══ Extracted information

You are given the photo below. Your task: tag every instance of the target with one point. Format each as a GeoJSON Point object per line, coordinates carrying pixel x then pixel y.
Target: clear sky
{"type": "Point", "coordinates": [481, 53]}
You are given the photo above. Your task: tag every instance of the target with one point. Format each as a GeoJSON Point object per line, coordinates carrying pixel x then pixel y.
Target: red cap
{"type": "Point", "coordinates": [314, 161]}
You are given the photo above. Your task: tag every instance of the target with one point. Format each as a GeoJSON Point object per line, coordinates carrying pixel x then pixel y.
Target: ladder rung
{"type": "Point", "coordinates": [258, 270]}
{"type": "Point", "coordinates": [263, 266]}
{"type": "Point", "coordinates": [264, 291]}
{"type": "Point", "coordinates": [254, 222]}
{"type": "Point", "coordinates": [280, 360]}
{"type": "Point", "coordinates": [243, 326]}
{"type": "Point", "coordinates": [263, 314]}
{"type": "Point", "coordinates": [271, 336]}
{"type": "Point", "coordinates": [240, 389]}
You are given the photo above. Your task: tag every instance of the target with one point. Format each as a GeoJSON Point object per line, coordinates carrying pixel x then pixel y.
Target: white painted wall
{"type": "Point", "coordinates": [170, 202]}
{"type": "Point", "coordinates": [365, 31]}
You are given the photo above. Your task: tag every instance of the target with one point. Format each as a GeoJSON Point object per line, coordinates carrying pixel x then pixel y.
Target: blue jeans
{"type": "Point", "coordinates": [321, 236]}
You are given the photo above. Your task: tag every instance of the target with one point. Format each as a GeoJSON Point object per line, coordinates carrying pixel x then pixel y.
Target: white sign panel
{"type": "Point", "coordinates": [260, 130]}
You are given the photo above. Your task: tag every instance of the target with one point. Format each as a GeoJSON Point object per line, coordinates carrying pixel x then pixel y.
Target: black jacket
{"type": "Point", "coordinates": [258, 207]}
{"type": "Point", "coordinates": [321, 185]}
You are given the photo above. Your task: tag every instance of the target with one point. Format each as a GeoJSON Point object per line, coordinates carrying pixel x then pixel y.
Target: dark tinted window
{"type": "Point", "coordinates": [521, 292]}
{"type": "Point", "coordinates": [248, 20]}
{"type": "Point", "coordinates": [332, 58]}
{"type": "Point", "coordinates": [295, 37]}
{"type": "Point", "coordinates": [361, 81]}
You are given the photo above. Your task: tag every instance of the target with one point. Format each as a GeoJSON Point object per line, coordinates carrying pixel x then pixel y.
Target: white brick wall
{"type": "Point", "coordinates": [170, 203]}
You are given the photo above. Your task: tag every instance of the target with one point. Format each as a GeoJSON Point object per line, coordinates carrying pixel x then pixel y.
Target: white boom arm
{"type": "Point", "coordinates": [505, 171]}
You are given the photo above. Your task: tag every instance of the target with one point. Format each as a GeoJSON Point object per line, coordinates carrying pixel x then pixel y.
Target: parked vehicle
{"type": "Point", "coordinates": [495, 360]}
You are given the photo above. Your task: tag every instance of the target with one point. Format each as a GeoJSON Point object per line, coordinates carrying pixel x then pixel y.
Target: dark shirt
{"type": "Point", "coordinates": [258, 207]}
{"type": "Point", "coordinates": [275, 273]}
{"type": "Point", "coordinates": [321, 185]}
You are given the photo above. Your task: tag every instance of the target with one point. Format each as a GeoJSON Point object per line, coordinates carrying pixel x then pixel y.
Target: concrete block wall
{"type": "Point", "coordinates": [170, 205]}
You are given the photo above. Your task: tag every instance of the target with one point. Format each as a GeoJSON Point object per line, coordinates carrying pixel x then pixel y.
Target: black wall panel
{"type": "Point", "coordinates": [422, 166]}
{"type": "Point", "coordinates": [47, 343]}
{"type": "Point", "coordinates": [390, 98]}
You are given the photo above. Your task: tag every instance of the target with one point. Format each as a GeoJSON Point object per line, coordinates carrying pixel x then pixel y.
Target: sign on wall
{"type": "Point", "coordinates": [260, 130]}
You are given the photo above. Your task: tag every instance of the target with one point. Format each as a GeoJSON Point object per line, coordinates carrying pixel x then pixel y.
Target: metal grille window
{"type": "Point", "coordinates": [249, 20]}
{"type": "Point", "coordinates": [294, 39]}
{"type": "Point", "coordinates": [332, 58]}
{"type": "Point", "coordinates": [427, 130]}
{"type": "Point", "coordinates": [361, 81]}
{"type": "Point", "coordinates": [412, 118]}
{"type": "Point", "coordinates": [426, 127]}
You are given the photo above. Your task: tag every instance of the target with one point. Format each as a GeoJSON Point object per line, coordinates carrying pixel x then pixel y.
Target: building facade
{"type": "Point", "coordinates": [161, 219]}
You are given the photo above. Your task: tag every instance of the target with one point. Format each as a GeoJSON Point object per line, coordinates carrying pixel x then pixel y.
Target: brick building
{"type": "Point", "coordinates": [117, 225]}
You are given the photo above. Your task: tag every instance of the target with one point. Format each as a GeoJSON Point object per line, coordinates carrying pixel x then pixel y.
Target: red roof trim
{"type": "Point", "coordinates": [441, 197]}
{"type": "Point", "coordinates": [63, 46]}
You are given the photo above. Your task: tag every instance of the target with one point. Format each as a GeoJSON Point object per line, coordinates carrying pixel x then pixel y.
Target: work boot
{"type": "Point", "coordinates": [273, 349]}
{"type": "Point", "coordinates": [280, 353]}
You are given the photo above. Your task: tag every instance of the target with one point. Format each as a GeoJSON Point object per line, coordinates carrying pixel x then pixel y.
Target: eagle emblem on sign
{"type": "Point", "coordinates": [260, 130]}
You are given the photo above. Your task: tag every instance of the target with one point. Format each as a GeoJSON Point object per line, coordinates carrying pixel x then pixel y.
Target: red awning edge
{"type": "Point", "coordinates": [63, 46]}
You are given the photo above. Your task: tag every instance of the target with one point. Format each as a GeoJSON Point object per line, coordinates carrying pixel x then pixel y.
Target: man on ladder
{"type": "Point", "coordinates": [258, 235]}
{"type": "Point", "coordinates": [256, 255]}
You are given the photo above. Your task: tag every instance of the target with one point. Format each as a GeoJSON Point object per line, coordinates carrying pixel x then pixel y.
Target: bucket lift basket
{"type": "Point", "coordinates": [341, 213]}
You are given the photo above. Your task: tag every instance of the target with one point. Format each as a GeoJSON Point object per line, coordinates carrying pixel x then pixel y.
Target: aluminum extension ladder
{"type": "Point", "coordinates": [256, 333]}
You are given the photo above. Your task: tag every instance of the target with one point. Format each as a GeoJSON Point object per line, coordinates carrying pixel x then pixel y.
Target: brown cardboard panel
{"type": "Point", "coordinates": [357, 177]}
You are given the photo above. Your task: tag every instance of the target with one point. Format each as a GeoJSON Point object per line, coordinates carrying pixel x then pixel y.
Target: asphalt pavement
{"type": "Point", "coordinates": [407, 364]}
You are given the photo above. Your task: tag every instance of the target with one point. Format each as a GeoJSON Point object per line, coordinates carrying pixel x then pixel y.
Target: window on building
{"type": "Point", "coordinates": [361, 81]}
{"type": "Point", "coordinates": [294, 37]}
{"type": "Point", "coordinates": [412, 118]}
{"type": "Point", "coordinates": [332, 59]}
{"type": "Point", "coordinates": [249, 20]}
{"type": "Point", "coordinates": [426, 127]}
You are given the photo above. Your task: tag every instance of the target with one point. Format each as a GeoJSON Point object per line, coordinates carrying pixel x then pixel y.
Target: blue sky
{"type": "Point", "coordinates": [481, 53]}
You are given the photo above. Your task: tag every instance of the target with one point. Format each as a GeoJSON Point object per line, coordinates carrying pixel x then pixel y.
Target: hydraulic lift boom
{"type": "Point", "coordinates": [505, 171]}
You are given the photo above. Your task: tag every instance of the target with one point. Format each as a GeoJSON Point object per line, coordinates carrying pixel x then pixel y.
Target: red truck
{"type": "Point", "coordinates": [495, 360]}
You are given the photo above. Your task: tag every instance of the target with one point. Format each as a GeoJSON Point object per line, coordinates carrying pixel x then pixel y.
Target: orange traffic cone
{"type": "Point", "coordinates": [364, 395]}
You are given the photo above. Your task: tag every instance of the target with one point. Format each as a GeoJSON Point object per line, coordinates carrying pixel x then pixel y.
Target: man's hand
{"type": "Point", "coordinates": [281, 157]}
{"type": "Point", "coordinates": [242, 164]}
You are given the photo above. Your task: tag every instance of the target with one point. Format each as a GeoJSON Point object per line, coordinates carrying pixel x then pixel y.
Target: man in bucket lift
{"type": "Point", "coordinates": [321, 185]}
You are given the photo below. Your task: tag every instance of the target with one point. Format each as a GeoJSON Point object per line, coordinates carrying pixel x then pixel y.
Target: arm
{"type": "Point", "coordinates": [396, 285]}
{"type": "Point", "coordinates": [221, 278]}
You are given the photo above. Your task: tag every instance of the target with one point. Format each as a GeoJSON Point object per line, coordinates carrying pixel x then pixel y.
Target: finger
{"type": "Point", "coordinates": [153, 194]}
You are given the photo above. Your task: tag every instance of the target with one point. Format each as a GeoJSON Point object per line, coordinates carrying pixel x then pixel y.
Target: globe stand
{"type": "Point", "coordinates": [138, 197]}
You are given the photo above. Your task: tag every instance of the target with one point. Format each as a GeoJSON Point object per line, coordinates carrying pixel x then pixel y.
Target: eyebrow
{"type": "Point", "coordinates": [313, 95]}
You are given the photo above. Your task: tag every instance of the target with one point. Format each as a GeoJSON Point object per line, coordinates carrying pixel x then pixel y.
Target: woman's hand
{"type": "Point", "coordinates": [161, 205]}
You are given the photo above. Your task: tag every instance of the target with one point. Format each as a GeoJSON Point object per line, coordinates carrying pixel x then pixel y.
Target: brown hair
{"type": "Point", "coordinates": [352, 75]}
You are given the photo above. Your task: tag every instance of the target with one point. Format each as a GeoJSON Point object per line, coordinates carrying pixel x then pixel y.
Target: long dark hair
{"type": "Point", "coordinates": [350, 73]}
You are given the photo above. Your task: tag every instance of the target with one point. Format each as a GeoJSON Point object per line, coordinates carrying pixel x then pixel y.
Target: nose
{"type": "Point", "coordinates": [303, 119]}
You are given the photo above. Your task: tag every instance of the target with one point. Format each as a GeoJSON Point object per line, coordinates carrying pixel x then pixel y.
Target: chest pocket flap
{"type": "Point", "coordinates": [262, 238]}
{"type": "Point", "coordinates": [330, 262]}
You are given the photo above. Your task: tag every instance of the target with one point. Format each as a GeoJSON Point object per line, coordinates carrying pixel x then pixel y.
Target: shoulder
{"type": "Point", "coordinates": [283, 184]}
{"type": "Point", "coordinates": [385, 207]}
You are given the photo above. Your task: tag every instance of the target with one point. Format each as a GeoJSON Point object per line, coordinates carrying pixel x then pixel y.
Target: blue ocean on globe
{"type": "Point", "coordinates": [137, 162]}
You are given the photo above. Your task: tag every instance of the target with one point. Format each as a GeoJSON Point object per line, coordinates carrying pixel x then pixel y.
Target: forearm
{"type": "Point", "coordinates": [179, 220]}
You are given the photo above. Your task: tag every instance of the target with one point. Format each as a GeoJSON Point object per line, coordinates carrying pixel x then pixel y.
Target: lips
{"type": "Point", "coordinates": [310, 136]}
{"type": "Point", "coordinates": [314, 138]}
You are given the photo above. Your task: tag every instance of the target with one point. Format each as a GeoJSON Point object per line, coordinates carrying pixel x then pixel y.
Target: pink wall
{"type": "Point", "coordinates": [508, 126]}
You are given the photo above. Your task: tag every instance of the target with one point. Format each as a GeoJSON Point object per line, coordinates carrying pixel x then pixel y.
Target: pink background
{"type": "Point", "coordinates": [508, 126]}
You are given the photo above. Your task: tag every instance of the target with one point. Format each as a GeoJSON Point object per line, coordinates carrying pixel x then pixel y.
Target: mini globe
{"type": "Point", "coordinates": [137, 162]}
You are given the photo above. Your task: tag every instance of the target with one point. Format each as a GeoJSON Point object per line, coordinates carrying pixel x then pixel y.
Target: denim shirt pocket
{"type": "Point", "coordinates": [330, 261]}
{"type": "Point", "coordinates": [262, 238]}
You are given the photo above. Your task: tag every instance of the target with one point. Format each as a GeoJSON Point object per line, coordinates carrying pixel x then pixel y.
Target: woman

════

Output the line that contains "Target: blue ocean on globe", followed by every later line in the listing, with no line omitted and none added.

_Finished exercise_
Target: blue ocean on globe
{"type": "Point", "coordinates": [137, 162]}
You are given the photo above. Your task: tag every instance of the target with one point. Format each as a GeoJSON Point object per line, coordinates carrying pixel x then pixel y.
Target: forearm
{"type": "Point", "coordinates": [179, 220]}
You are given the photo above. Your task: tag every instance of the target with one point. Format each as a GeoJSON Point object per line, coordinates carrying pixel x then pixel y.
Target: lips
{"type": "Point", "coordinates": [310, 136]}
{"type": "Point", "coordinates": [314, 138]}
You are given the photo above. Your task: tag every instance of the target with one point. Format each as a GeoJSON Point object per line, coordinates carrying pixel x then pixel y.
Target: pink wall
{"type": "Point", "coordinates": [508, 126]}
You are given the photo above. Your task: tag every instance of the target with one point. Format each as a GeoJSON Point object per line, coordinates carrying pixel x then pixel y.
Target: pink background
{"type": "Point", "coordinates": [508, 126]}
You are given the photo above. Your task: tag every instance of the target with one point. Format each as a GeoJSON Point object per line, coordinates carrying pixel x then pixel y.
Target: mini globe
{"type": "Point", "coordinates": [137, 162]}
You are given the photo above. Your task: tag every instance of the target with one point. Format each as a GeoJSON Point object per line, coordinates carrying pixel x then pixel y.
Target: denim shirt pocket
{"type": "Point", "coordinates": [330, 261]}
{"type": "Point", "coordinates": [262, 238]}
You are given the photo above. Your task: tag every instance of the target with one point. Format each as a GeoJSON Point object per line, coordinates carrying pixel x then pixel y.
Target: woman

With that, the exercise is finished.